Give the entries again, word for word.

⟨

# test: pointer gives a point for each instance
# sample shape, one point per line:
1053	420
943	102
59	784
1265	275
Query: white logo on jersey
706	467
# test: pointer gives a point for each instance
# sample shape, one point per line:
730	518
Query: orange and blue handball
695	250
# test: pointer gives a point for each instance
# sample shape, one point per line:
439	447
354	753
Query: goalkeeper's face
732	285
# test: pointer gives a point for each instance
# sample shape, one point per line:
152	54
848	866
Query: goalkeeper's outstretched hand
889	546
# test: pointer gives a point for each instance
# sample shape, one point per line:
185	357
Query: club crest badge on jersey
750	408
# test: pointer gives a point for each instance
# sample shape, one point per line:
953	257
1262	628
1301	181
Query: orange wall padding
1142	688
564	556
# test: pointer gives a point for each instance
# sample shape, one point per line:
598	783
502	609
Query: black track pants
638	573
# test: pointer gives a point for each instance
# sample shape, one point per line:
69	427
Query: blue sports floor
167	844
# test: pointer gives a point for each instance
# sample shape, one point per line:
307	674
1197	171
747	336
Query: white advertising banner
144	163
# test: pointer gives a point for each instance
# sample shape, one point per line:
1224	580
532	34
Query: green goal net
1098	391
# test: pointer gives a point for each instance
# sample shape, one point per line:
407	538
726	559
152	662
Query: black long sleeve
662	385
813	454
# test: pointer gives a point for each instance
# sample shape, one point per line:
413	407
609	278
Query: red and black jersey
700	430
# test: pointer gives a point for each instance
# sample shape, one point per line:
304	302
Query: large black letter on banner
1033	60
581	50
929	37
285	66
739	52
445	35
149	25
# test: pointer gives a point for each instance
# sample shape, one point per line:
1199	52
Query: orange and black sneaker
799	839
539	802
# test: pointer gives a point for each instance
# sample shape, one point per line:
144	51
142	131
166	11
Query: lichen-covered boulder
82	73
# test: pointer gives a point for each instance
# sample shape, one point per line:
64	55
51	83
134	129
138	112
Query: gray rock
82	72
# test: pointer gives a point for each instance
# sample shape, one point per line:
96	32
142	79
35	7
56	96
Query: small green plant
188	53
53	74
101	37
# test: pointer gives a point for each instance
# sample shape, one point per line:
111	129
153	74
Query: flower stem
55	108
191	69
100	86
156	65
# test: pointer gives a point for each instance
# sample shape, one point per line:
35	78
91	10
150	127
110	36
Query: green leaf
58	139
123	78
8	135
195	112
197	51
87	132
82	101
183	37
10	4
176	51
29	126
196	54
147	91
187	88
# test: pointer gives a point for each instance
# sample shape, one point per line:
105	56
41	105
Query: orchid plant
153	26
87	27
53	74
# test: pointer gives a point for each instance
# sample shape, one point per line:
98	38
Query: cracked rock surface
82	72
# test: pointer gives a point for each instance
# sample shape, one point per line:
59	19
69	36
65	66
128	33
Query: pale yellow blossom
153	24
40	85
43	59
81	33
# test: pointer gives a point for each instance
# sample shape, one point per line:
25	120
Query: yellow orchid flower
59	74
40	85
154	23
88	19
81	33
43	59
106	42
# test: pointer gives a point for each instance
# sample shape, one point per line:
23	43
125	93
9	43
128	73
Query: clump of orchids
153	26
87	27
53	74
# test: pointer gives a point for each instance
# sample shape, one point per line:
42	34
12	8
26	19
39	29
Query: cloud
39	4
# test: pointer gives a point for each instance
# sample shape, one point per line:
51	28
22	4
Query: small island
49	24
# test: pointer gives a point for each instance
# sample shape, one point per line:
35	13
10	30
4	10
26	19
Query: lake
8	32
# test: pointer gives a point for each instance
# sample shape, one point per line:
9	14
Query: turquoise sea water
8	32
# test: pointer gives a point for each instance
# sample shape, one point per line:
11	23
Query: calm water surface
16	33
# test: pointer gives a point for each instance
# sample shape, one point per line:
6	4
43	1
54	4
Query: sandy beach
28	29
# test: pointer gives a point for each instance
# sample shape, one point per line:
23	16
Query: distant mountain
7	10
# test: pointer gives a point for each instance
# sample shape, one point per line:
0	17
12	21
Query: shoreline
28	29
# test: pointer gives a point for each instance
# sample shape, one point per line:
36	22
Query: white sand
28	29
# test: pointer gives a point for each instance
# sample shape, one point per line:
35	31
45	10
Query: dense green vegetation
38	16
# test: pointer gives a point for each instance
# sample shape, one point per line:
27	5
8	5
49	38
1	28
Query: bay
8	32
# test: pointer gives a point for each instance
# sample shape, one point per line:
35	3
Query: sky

⟩

Final answer:
# test: pointer gives a point for each instance
# sample shape, one point per line:
1053	420
943	102
59	784
1265	275
Query: white logo on jersey
706	467
# test: pointer gives a point for each instance
# sample shape, one point per line:
730	518
Query: orange and blue handball
695	250
# test: pointer gives a point for each instance
# sample shape, one point per line:
439	447
354	753
Query: goalkeeper's face
732	285
# test: pointer gives a point for each instance
# sample shape, one point per line:
152	54
848	866
Query: goalkeeper's outstretched hand
889	546
# test: pointer gives a point for each instance
# sample shape, one point per line:
185	357
Query: club crest badge on jersey
750	408
# test: pointer gives a point for each instance
# sample shape, one point per line:
953	257
1262	628
1301	181
Query: orange wall padding
1142	688
564	556
# test: pointer gives a point for each instance
# sample shape, one point per line:
598	783
502	609
Query: black track pants
638	573
# test: pointer gives a point for each instance
# sample shape, one point per line:
69	427
Query: blue sports floor
167	844
# test: pointer gives a point for each instance
# sample shape, one point per line:
307	674
1197	171
747	336
Query: white advertising banner
144	163
# test: pointer gives a point for each instance
# sample shape, one point per line:
1224	580
532	34
Query: green goal net
1098	391
# test: pointer gives a point for each instance
# sample shape, one point per line:
407	538
726	559
152	662
Query: black long sleeve
662	385
813	454
# test: pointer gives a point for each instance
# sample shape, one point per line:
413	407
609	278
Query: red and black jersey
700	430
# test: pointer gives a point for each instance
# sample shape, one point per line:
304	302
Query: large black letter on banner
1033	60
581	50
929	37
285	66
739	52
445	35
149	25
# test: pointer gives a point for each instance
# sample shape, one point per line:
1199	52
Query: orange and black sneaker
799	839
539	802
# test: pointer gives a point for each instance
# sample shape, one point per line:
144	51
142	131
166	11
Query: lichen-covered boulder
82	73
# test: pointer gives a point for each instance
# sample shape, one point per line:
64	55
51	83
134	129
138	112
Query: gray rock
82	72
# test: pointer gives a point for each instance
# sample shape, one point per line:
96	32
142	79
35	7
56	96
Query: small green plant
188	53
53	74
101	37
# test: pointer gives a point for each instance
# sample shape, one point per line:
111	129
153	74
Query: flower stem
55	108
191	69
100	86
156	65
# test: pointer gives a point for each instance
# sample shape, one point per line:
35	78
91	10
150	127
110	36
Query: green leaf
58	139
123	78
8	135
195	112
197	51
87	132
82	101
183	37
10	4
176	51
29	126
196	54
147	91
187	88
# test: pointer gives a point for each instance
# sample shape, one point per line:
105	56
41	105
Query: orchid plant
153	26
87	27
53	74
# test: pointer gives a point for each instance
# sample shape, one point per line:
98	38
Query: cracked rock surface
82	72
# test: pointer gives a point for each instance
# sample shape, one point per line:
59	19
69	36
65	66
128	33
Query: pale yellow blossom
153	24
40	85
43	59
81	33
# test: pointer gives a point for each instance
# sample shape, one point per line:
25	120
Query: yellow orchid flower
59	74
40	85
154	23
88	19
81	33
43	59
106	42
# test: pointer gives a point for each instance
# sample shape, one point per line:
23	43
125	93
9	43
128	73
Query: clump of orchids
153	26
87	27
53	74
# test: pointer gives a point for each instance
# sample shape, one point per line:
42	34
12	8
26	19
39	29
Query: cloud
39	4
# test: pointer gives a point for each instance
# sample shape, one point per line:
51	28
22	4
Query: small island
49	24
# test: pointer gives a point for each instance
# sample shape, one point per line:
35	13
10	30
4	10
26	19
Query: lake
8	32
# test: pointer gives a point for each instance
# sample shape, one point per line:
9	14
Query: turquoise sea water
8	32
# test: pointer gives a point for each instance
# sample shape, one point per line:
11	23
Query: calm water surface
16	33
# test: pointer gives a point for each instance
# sample shape, one point per line:
6	4
43	1
54	4
Query: sandy beach
28	29
# test: pointer gives a point for each instance
# sample shape, one point per line:
23	16
Query: distant mountain
7	10
# test: pointer gives a point for each instance
# sample shape, one point per line:
0	17
12	21
Query: shoreline
28	29
# test: pointer gives a point for each instance
# sample shape, one point per line:
36	22
Query: white sand
28	29
# test: pointer gives a point for each instance
# sample shape, one point per line:
35	31
45	10
Query: dense green vegetation
38	16
# test: pointer gives a point for each instance
# sample shape, one point per line:
27	5
8	5
49	38
1	28
Query: bay
8	32
# test: pointer gives a point for each instance
# sample shape, one point per line:
35	3
Query: sky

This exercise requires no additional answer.